Record set:
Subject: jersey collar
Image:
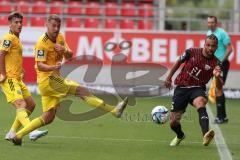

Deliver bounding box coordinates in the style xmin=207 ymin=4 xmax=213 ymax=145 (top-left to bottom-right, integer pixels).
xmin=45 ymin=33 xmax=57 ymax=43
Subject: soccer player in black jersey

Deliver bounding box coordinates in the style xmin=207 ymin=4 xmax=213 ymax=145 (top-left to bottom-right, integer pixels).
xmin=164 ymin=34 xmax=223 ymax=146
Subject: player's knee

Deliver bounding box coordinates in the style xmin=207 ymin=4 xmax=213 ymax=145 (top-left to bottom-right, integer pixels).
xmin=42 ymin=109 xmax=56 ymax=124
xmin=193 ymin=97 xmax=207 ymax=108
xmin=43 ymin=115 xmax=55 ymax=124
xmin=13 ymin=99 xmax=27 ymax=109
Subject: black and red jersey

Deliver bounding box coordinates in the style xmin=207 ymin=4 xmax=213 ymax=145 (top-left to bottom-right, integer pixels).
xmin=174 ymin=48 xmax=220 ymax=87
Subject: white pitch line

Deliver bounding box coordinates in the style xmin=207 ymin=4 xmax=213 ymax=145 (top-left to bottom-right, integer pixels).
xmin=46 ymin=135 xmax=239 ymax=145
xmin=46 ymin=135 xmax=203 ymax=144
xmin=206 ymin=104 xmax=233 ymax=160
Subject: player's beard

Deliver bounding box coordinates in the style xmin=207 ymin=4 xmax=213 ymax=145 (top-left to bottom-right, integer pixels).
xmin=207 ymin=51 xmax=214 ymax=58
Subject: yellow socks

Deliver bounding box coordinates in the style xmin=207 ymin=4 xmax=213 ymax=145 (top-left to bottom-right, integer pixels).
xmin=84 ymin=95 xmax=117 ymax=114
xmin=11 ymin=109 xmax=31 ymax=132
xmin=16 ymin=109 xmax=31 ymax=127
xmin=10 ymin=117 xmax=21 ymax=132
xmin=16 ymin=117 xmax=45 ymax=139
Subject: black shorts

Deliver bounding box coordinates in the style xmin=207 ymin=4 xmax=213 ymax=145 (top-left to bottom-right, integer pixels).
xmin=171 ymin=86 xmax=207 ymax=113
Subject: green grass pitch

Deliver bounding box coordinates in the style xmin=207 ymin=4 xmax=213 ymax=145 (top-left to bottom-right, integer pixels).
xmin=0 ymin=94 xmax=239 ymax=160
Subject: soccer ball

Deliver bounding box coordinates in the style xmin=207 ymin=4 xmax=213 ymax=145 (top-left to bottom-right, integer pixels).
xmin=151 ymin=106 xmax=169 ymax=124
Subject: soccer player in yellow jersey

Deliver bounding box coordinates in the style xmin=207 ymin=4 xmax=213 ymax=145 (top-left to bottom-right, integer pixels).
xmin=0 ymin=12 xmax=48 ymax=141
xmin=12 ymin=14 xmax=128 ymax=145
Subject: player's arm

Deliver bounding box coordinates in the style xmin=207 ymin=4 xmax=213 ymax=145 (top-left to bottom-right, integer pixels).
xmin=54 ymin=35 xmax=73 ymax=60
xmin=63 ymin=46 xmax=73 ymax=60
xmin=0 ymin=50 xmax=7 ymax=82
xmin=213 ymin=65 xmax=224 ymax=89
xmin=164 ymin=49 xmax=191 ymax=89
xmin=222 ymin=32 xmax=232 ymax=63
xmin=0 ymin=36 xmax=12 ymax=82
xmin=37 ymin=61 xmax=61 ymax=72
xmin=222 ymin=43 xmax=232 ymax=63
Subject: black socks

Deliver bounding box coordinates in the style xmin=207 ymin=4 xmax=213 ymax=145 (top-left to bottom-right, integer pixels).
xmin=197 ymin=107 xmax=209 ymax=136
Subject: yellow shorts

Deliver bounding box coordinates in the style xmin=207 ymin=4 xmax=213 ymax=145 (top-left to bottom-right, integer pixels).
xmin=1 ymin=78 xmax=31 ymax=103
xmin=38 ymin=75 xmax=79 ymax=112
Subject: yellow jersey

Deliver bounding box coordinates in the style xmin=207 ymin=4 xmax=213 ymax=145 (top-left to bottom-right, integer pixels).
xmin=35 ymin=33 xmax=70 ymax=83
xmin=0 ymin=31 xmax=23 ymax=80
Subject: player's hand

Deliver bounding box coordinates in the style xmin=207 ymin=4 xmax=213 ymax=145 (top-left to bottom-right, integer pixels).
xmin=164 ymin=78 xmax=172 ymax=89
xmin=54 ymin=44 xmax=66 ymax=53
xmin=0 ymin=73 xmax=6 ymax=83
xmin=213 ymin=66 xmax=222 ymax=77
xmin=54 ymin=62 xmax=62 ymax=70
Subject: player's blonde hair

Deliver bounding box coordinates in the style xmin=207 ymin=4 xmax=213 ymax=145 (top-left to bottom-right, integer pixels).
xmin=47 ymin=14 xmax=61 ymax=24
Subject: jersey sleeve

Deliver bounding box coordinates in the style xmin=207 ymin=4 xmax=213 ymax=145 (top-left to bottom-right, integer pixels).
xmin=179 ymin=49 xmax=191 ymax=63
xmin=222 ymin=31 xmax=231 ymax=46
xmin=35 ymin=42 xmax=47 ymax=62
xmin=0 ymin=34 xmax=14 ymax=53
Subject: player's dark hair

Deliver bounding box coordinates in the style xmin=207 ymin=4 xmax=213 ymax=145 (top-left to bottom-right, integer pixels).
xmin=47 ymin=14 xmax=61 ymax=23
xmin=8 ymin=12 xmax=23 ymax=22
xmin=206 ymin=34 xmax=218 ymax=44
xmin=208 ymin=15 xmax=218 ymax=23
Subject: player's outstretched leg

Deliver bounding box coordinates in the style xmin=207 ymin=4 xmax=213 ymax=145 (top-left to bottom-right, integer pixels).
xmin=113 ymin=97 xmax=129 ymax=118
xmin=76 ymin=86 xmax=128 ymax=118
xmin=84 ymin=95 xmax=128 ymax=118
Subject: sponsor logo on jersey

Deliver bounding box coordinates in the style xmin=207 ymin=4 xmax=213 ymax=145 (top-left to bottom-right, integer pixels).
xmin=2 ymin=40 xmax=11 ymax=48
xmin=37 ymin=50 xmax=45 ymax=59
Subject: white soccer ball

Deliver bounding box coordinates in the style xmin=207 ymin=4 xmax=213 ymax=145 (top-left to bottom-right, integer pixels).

Exercise goal:
Return the full listing exactly as it appears above, without its pictures.

Answer space:
Subject: jersey collar
Image:

Deliver bounding box coordinates in the style xmin=207 ymin=4 xmax=213 ymax=145 (top-left to bottom-right, integer pixels).
xmin=45 ymin=33 xmax=57 ymax=43
Subject: soccer player in black jersey

Deliver bounding box coordinates in the style xmin=207 ymin=4 xmax=213 ymax=145 (top-left to bottom-right, integer pixels).
xmin=164 ymin=34 xmax=223 ymax=146
Subject: player's knee

Deliver bounding box coordinates in the style xmin=207 ymin=4 xmax=213 ymax=145 (top-left to bottom-right, integer pixels).
xmin=42 ymin=109 xmax=56 ymax=124
xmin=193 ymin=97 xmax=207 ymax=108
xmin=43 ymin=115 xmax=55 ymax=124
xmin=13 ymin=99 xmax=27 ymax=109
Subject: black and red jersey

Deliver bounding box coordinates in the style xmin=207 ymin=4 xmax=213 ymax=145 (top-left to bottom-right, integer pixels).
xmin=174 ymin=48 xmax=220 ymax=87
Subject: white pitch line

Deliver bounding box coordinates in the style xmin=207 ymin=4 xmax=213 ymax=145 (top-left to bottom-right, integer pixels).
xmin=46 ymin=135 xmax=239 ymax=145
xmin=46 ymin=135 xmax=203 ymax=144
xmin=206 ymin=104 xmax=233 ymax=160
Subject: player's beard

Deliver bounding box coordinates in the style xmin=207 ymin=4 xmax=213 ymax=145 (top-left to bottom-right, integer pixels).
xmin=207 ymin=51 xmax=214 ymax=58
Subject: yellow socks

Deliver bounding box coordinates in the style xmin=207 ymin=4 xmax=213 ymax=145 (top-left to bottom-right, integer pixels).
xmin=84 ymin=95 xmax=117 ymax=114
xmin=11 ymin=109 xmax=31 ymax=132
xmin=16 ymin=109 xmax=31 ymax=127
xmin=10 ymin=117 xmax=21 ymax=132
xmin=16 ymin=117 xmax=45 ymax=139
Subject: black shorts

Deliver bounding box coordinates in the style xmin=207 ymin=4 xmax=213 ymax=145 (top-left to bottom-right, integer pixels).
xmin=171 ymin=86 xmax=207 ymax=113
Subject: green grass pitch

Deliver bounding box coordinates in the style xmin=207 ymin=4 xmax=213 ymax=145 (top-left to bottom-right, integer pixels).
xmin=0 ymin=94 xmax=239 ymax=160
Subject: soccer ball

Deliver bounding box coordinates in the style xmin=207 ymin=4 xmax=213 ymax=145 (top-left to bottom-right, integer pixels).
xmin=151 ymin=106 xmax=169 ymax=124
Subject: soccer player in yellow jersey

Deliver bounding box coordinates in the style xmin=207 ymin=4 xmax=213 ymax=145 (top-left to bottom-right, integer pixels).
xmin=0 ymin=12 xmax=48 ymax=141
xmin=12 ymin=14 xmax=128 ymax=145
Subject: player's arm

Deliver bounding box coordinates in the style xmin=207 ymin=4 xmax=213 ymax=145 (top-left to bottom-right, integer pixels).
xmin=54 ymin=35 xmax=73 ymax=60
xmin=63 ymin=46 xmax=73 ymax=60
xmin=0 ymin=50 xmax=7 ymax=82
xmin=213 ymin=65 xmax=224 ymax=89
xmin=164 ymin=49 xmax=191 ymax=89
xmin=222 ymin=32 xmax=232 ymax=63
xmin=0 ymin=36 xmax=12 ymax=82
xmin=37 ymin=61 xmax=61 ymax=72
xmin=222 ymin=43 xmax=232 ymax=63
Subject: black socks

Deliver bounding box coordinates in the style xmin=207 ymin=4 xmax=213 ymax=145 (top-left to bottom-right, integer pixels).
xmin=197 ymin=107 xmax=209 ymax=136
Subject: yellow shorts

Deliver bounding box coordinates in the style xmin=207 ymin=4 xmax=213 ymax=145 (top-left to bottom-right, integer pixels).
xmin=1 ymin=78 xmax=31 ymax=103
xmin=38 ymin=75 xmax=79 ymax=112
Subject: yellow jersey

Deliver bounding box coordinates in the style xmin=207 ymin=4 xmax=213 ymax=145 (top-left to bottom-right, integer pixels).
xmin=35 ymin=33 xmax=70 ymax=83
xmin=0 ymin=31 xmax=23 ymax=80
Subject: player's hand

Deliver bounding box coordinates in the style xmin=207 ymin=4 xmax=213 ymax=145 (top-left to bottom-right, integer pixels).
xmin=164 ymin=78 xmax=172 ymax=89
xmin=54 ymin=44 xmax=66 ymax=53
xmin=0 ymin=73 xmax=6 ymax=83
xmin=213 ymin=66 xmax=222 ymax=77
xmin=54 ymin=62 xmax=62 ymax=70
Subject: player's blonde hair

Deliver bounding box coordinates in the style xmin=207 ymin=4 xmax=213 ymax=145 (top-left to bottom-right, integer pixels).
xmin=47 ymin=14 xmax=61 ymax=24
Subject: jersey sleeve

Deliver bounding box coordinates in the style xmin=207 ymin=4 xmax=213 ymax=145 (top-left to bottom-right, integer pixels).
xmin=179 ymin=49 xmax=191 ymax=63
xmin=222 ymin=31 xmax=231 ymax=46
xmin=35 ymin=42 xmax=47 ymax=62
xmin=0 ymin=34 xmax=14 ymax=53
Subject: player's dark hair

Deliver bounding box coordinates in the style xmin=207 ymin=4 xmax=213 ymax=145 (top-left to bottom-right, integer pixels).
xmin=47 ymin=14 xmax=61 ymax=23
xmin=8 ymin=12 xmax=23 ymax=22
xmin=206 ymin=34 xmax=218 ymax=44
xmin=208 ymin=15 xmax=218 ymax=23
Subject: player's outstretched leg

Deliver bounding box coordinates in the style xmin=207 ymin=4 xmax=213 ymax=145 (top-left to bottom-right, integer pixels).
xmin=113 ymin=97 xmax=129 ymax=118
xmin=76 ymin=86 xmax=128 ymax=118
xmin=84 ymin=95 xmax=128 ymax=118
Subject: sponsor logo on jersey

Deliver bounding box coordinates in the style xmin=207 ymin=4 xmax=213 ymax=145 (top-left to bottom-right, integer pixels).
xmin=2 ymin=40 xmax=11 ymax=48
xmin=37 ymin=50 xmax=45 ymax=59
Subject: white soccer ball

Deliver bounding box coordinates in the style xmin=207 ymin=4 xmax=213 ymax=145 (top-left to bottom-right, integer pixels).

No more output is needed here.